# [Extract provided]
........

= Metabasis paradox =

Apparent contradiction in Aristotle's Poetics

The metabasis paradox is an instance in Aristotle's Poetics where, according to many scholars, he makes two incompatible statements. In chapter 13 of the book, Aristotle states that for tragedy to end in misfortune is "correct," yet in chapter 14 he judges a type of plot in tragedy "best" that does not end in misfortune. Since the 16th century, scholars in Classics have puzzled over this contradiction or have proposed solutions, of which there are at least three from the 21st century alone. Gotthold Lessing's solution has been the most influential yet there is not a consensus.

In chapter 13, Aristotle argues that tragedy should consist of a change of fortune from good to bad. Subsequently, he writes also in chapter 13 that, while critics have judged Euripides harshly because "many" of his plays "end in misfortune," yet "this is, as we have seen, correct," referring to the change of fortune from good to bad. Then, in chapter 14, he identifies the incident that creates fear and pity, killing "among family," in which the killer could either kill or not, and either knowingly or unknowingly. Aristotle finds that in the "best" version, the killer recognizes the victim and does not kill. Since that narrative does not end in misfortune, scholars often conclude that chapter 14 seems to contradict 13.

In 2016, Arata Takeda published a chapter-length study of the problem from the Renaissance up to the late 20th century, omitting 21st century work. Takeda's 2016 chapter deviated from the standard description of the solutions of André Dacier, Gotthold Lessing, and Stephen Halliwell. In 2025, however, Takeda published in German a comprehensive history of the problem from the Renaissance to the 21st century, following up on his earlier work.

........

# [Exercise input]

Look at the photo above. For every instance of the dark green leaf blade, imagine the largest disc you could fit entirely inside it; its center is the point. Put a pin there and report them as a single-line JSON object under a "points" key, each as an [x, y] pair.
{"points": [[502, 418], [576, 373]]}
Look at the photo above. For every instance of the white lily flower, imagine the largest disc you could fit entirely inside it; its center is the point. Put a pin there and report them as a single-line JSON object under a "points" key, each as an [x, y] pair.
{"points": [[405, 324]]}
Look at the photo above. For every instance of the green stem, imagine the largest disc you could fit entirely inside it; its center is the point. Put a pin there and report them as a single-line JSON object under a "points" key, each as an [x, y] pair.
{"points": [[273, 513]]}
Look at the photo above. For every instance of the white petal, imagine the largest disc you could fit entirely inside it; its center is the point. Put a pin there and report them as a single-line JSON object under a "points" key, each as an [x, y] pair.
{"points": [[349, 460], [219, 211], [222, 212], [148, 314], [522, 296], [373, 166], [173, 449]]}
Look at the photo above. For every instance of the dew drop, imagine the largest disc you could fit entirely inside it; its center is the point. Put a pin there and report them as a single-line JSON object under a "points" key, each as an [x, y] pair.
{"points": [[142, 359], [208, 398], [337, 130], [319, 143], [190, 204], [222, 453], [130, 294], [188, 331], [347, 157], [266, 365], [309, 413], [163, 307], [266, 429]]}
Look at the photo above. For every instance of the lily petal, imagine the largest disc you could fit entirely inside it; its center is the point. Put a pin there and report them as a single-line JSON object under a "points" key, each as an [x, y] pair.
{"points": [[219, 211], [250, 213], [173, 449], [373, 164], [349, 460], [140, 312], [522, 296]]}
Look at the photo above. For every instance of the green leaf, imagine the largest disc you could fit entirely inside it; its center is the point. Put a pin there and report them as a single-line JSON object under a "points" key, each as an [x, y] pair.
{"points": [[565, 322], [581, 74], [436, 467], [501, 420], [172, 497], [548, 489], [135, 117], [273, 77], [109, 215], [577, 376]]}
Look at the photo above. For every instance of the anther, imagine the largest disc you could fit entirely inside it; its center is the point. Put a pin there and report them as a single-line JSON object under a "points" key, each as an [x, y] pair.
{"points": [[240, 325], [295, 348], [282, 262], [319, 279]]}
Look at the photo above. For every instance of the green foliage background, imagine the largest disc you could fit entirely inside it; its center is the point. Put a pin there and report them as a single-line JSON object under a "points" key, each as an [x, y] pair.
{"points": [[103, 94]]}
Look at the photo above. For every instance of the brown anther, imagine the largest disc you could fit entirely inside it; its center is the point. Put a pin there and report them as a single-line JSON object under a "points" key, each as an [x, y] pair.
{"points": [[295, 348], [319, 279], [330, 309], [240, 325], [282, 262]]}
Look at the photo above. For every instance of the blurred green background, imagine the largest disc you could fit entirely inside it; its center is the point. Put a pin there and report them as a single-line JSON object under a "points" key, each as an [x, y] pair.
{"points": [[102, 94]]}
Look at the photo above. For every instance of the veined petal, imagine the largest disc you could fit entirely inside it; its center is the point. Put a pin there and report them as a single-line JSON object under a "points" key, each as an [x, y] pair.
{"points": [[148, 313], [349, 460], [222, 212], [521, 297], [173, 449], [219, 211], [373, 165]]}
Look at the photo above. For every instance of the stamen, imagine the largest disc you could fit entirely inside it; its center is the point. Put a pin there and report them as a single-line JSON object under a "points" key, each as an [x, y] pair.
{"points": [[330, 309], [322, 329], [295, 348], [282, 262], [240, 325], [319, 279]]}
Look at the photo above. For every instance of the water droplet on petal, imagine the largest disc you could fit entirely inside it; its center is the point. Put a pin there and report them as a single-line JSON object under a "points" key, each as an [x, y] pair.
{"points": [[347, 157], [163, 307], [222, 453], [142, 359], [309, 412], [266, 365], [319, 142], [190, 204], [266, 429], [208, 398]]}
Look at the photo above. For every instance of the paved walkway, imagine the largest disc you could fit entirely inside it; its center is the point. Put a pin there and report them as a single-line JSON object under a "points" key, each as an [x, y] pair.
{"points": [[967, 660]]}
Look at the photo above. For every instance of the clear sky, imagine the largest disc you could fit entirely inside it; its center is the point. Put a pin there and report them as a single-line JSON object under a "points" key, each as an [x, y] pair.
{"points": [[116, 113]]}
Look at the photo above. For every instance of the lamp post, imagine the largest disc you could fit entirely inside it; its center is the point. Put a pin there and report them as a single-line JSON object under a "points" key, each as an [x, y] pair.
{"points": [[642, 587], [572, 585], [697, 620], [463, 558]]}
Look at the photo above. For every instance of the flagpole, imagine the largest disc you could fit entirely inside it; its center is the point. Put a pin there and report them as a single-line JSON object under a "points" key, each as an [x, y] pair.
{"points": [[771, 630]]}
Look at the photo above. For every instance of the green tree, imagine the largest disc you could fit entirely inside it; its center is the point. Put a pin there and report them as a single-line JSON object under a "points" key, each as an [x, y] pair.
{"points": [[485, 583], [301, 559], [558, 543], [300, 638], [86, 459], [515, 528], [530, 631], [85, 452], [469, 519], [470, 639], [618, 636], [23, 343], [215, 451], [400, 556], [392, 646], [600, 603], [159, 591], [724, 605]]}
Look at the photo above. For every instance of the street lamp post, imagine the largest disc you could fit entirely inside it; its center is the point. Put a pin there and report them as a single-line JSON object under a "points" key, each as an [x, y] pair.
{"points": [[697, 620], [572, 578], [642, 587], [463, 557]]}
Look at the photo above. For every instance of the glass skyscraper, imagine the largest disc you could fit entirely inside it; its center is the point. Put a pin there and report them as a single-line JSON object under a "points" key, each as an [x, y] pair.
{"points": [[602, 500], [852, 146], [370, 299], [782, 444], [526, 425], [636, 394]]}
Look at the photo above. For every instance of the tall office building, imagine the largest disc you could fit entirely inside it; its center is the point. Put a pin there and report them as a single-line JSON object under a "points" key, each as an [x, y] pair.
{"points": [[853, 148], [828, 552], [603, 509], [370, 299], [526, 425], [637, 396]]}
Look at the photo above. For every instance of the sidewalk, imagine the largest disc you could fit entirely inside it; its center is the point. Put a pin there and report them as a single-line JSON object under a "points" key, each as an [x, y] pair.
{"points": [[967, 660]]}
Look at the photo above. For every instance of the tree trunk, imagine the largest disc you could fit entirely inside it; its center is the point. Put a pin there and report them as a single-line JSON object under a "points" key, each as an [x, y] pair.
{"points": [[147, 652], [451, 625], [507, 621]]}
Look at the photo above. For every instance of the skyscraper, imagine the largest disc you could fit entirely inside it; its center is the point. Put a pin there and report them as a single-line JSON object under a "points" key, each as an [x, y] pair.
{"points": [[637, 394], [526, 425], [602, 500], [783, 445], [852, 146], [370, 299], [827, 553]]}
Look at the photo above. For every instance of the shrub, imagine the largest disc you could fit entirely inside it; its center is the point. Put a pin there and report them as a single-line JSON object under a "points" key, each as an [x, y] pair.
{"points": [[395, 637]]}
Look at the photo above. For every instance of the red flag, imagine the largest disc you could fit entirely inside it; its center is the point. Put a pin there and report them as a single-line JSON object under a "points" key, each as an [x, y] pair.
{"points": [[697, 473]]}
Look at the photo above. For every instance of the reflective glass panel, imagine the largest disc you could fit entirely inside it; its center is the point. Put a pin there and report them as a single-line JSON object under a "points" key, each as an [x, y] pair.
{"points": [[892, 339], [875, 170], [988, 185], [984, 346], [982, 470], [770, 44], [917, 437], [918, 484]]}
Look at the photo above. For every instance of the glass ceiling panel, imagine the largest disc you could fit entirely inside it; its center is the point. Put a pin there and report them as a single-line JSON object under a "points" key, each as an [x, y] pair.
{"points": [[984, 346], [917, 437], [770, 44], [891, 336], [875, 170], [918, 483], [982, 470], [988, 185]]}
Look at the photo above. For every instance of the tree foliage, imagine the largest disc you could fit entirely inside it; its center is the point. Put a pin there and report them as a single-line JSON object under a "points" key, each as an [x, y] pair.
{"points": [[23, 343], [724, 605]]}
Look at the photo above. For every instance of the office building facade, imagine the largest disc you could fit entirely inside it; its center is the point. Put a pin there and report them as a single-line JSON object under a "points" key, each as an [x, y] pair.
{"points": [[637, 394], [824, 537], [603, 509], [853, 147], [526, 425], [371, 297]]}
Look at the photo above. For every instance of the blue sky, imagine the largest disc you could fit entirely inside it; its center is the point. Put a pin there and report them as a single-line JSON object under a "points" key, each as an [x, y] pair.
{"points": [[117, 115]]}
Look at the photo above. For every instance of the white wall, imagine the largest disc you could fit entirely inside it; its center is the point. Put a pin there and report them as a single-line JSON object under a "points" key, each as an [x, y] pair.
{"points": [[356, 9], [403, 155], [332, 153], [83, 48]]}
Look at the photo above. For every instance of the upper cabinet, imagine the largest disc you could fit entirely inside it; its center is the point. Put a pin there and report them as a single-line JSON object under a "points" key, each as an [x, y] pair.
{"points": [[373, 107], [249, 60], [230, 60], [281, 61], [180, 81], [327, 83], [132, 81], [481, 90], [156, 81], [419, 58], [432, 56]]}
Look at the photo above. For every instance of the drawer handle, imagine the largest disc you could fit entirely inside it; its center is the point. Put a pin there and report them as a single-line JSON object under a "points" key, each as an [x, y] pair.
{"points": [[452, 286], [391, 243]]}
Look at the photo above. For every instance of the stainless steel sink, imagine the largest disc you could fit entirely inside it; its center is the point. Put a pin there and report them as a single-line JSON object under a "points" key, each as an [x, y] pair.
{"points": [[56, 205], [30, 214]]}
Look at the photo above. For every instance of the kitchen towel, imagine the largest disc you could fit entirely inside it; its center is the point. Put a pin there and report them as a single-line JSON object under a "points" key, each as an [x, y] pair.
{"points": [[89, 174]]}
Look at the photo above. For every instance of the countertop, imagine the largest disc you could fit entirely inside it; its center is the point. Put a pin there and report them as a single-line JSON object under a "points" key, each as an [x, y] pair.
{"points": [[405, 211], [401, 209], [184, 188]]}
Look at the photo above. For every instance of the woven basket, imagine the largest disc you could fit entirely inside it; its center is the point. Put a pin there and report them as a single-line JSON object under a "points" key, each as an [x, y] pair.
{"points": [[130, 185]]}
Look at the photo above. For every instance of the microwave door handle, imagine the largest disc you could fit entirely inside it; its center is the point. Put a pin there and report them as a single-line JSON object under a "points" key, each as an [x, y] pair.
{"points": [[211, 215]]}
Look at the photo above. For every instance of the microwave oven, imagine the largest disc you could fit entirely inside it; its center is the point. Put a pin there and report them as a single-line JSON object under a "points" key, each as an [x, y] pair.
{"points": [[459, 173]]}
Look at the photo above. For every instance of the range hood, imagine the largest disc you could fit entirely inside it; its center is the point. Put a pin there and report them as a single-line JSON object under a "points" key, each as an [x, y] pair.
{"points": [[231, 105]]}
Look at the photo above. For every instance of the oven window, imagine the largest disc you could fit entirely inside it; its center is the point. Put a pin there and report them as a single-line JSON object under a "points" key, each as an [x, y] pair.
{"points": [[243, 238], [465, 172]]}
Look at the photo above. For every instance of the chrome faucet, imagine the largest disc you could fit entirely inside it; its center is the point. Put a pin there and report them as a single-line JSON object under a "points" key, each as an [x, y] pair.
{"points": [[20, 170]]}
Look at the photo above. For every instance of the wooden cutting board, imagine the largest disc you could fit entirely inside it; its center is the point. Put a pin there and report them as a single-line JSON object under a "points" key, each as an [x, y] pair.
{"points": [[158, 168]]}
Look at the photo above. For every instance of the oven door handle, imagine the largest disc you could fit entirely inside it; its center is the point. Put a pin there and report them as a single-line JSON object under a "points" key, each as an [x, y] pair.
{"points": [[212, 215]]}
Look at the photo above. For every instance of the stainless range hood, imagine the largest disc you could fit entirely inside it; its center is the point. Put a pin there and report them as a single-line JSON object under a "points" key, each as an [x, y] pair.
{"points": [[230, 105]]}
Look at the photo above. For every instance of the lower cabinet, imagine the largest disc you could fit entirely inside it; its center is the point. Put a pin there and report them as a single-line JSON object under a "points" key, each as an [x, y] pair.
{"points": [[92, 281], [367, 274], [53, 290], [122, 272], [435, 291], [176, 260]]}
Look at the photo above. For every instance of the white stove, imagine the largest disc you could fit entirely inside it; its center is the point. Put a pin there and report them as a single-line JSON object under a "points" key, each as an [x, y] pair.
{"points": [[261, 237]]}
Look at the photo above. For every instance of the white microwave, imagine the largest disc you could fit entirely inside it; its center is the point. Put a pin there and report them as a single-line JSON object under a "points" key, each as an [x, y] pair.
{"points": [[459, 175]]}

........

# [Set problem 1]
Reproduce the entire text on the metabasis paradox word for word.
# [Set problem 2]
Collect each line of the listing that contains the word "faucet".

# [Task result 1]
= Metabasis paradox =

Apparent contradiction in Aristotle's Poetics

The metabasis paradox is an instance in Aristotle's Poetics where, according to many scholars, he makes two incompatible statements. In chapter 13 of the book, Aristotle states that for tragedy to end in misfortune is "correct," yet in chapter 14 he judges a type of plot in tragedy "best" that does not end in misfortune. Since the 16th century, scholars in Classics have puzzled over this contradiction or have proposed solutions, of which there are at least three from the 21st century alone. Gotthold Lessing's solution has been the most influential yet there is not a consensus.

In chapter 13, Aristotle argues that tragedy should consist of a change of fortune from good to bad. Subsequently, he writes also in chapter 13 that, while critics have judged Euripides harshly because "many" of his plays "end in misfortune," yet "this is, as we have seen, correct," referring to the change of fortune from good to bad. Then, in chapter 14, he identifies the incident that creates fear and pity, killing "among family," in which the killer could either kill or not, and either knowingly or unknowingly. Aristotle finds that in the "best" version, the killer recognizes the victim and does not kill. Since that narrative does not end in misfortune, scholars often conclude that chapter 14 seems to contradict 13.

In 2016, Arata Takeda published a chapter-length study of the problem from the Renaissance up to the late 20th century, omitting 21st century work. Takeda's 2016 chapter deviated from the standard description of the solutions of André Dacier, Gotthold Lessing, and Stephen Halliwell. In 2025, however, Takeda published in German a comprehensive history of the problem from the Renaissance to the 21st century, following up on his earlier work.

# [Task result 2]
Look at the photo above. For every instance of the chrome faucet, imagine the largest disc you could fit entirely inside it; its center is the point. Put a pin there and report them as a single-line JSON object under a "points" key, each as an [x, y] pair.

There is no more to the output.